Before we dive in, a caveat: I am not a political scientist. I am a computer scientist with a background in machine learning and natural language processing. I am learning more social science, but my methods and interpretations do not benefit from a ton of social theory or training (yet).

The Data Set

The core of the data is a mash-up of two sources: county-level election results taken from this Google Fusion table made available by The Guardian newspaper on November 7, 2012, and U.S. Census data downloaded from the State & County QuickFacts repository. The latter represents most of the demographic features I used. I only focused on Obama vs. Romney and ignored third-party candidates, as there were simply too few votes for a meaningful analysis. Besides, I didn’t study up on the other candidates’ positions, so I wouldn’t even be sure how to interpret the results.

For each county I a few additional features to test two hypotheses. First, there has been some speculation that voter ID laws hurt President Obama in some way. To test this, I added binary variables with a value of one to counties in states that (1) required photo ID, (2) requested photo ID, or (3) required non-photo ID. Second, this juxtaposition circulated widely on the Interwebs, comparing an 1860 map of free vs. slave territories to the 2012 election results; the suggestion being that regions where slavery was legal back then are anti-Obama today. To test this, I added a binary variable with value of one if the county was part of an 1860 slave region, and zero otherwise.

In summary, the data set consists of 3,077 counties with both vote (outcome) and demographic (evidence) information, and there are 55 demographic variables used to try and predict each county’s vote distribution.

The Model

To my non-machine-learning friends: I’ve tried to write this section clearly with you in mind, but it uses a little pro-level math jargon and notation. I won’t be offended if you just skip to the figures and such below.

--------

» **To be done**:
- a) Retype everything in the election write-up from "Before we dive" down to "or training (yet).".
- b) According to the election write-up, how many demographic variables are used to predict each county's vote distribution?
The records have no connection to the election write-up.

--------

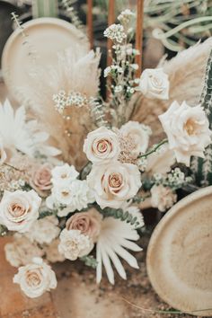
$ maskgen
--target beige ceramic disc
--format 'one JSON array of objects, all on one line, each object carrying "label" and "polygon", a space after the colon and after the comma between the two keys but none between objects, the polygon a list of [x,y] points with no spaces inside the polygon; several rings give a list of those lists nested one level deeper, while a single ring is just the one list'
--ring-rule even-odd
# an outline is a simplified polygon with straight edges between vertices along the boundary
[{"label": "beige ceramic disc", "polygon": [[212,187],[171,208],[153,233],[146,261],[161,298],[182,312],[212,316]]},{"label": "beige ceramic disc", "polygon": [[[22,37],[20,30],[16,30],[8,39],[2,57],[4,79],[15,100],[20,99],[16,94],[17,87],[28,84],[29,73],[33,72],[33,67],[54,65],[59,52],[82,44],[84,37],[71,23],[56,18],[34,19],[22,26],[27,37]],[[84,42],[87,45],[86,40]]]}]

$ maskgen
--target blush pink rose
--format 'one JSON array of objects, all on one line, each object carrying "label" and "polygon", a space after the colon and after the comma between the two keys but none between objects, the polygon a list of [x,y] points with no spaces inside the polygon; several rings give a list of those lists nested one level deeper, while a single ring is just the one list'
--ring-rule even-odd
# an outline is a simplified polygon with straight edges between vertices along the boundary
[{"label": "blush pink rose", "polygon": [[102,224],[102,216],[95,209],[91,208],[87,212],[75,213],[66,222],[67,230],[79,230],[82,234],[88,235],[93,242],[96,242]]}]

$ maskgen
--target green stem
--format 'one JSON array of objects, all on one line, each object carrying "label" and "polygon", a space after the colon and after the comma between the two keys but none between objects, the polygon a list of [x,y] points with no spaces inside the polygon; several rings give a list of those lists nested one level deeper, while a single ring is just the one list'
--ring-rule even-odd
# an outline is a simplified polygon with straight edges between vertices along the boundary
[{"label": "green stem", "polygon": [[163,146],[163,144],[166,144],[166,143],[168,143],[168,139],[162,140],[159,144],[155,145],[155,147],[153,147],[151,150],[147,151],[147,153],[139,155],[138,158],[147,157],[147,155],[155,153],[158,148],[160,148],[161,146]]}]

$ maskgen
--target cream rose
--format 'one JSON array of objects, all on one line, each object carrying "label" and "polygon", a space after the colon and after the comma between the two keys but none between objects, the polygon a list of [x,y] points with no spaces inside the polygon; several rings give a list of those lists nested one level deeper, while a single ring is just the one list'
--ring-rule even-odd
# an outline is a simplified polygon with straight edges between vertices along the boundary
[{"label": "cream rose", "polygon": [[90,208],[87,212],[72,216],[66,227],[67,230],[79,230],[82,234],[88,235],[95,243],[101,231],[102,220],[102,215],[95,208]]},{"label": "cream rose", "polygon": [[65,228],[59,235],[58,251],[66,259],[75,261],[78,257],[88,255],[93,248],[92,240],[79,230]]},{"label": "cream rose", "polygon": [[154,185],[151,190],[151,204],[159,211],[164,212],[177,201],[177,195],[172,189],[163,187],[162,184]]},{"label": "cream rose", "polygon": [[149,98],[168,100],[168,75],[163,71],[163,68],[146,68],[141,75],[137,91]]},{"label": "cream rose", "polygon": [[137,121],[128,121],[121,126],[120,134],[127,138],[131,138],[135,147],[132,149],[133,155],[137,158],[140,153],[145,153],[149,143],[151,129],[149,127]]},{"label": "cream rose", "polygon": [[204,150],[211,143],[211,130],[200,105],[173,102],[159,119],[179,163],[189,166],[191,155],[204,158]]},{"label": "cream rose", "polygon": [[120,208],[141,187],[137,166],[119,162],[94,164],[87,176],[87,181],[94,190],[96,202],[102,208]]},{"label": "cream rose", "polygon": [[24,233],[30,230],[39,217],[41,199],[31,191],[4,191],[0,203],[0,224],[10,231]]},{"label": "cream rose", "polygon": [[40,258],[34,258],[33,262],[19,268],[13,277],[13,283],[20,285],[23,293],[31,298],[39,297],[46,291],[56,288],[57,279],[50,266]]},{"label": "cream rose", "polygon": [[48,163],[36,167],[35,171],[32,172],[31,185],[41,194],[51,189],[51,169]]},{"label": "cream rose", "polygon": [[93,163],[117,159],[119,154],[119,137],[113,131],[101,127],[88,134],[84,152]]}]

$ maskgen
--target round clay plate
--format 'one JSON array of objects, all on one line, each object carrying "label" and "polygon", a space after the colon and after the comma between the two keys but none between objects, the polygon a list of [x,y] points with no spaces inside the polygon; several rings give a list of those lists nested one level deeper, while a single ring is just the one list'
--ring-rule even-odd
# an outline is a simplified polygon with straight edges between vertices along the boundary
[{"label": "round clay plate", "polygon": [[84,36],[71,23],[57,18],[34,19],[22,26],[27,37],[16,30],[8,39],[2,57],[4,79],[16,100],[16,89],[28,84],[33,63],[35,67],[54,65],[59,52],[82,44]]},{"label": "round clay plate", "polygon": [[146,262],[154,288],[172,307],[212,316],[212,187],[189,195],[163,217]]}]

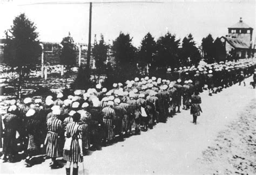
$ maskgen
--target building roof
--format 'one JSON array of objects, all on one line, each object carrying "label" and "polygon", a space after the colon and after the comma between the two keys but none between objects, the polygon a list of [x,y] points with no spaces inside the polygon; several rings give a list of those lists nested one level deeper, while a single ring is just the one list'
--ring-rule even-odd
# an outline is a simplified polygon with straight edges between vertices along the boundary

--------

» **Expected outputs**:
- a)
Before we dive in, a caveat: I am not a political scientist. I am a computer scientist with a background in machine learning and natural language processing. I am learning more social science, but my methods and interpretations do not benefit from a ton of social theory or training (yet).

- b) 55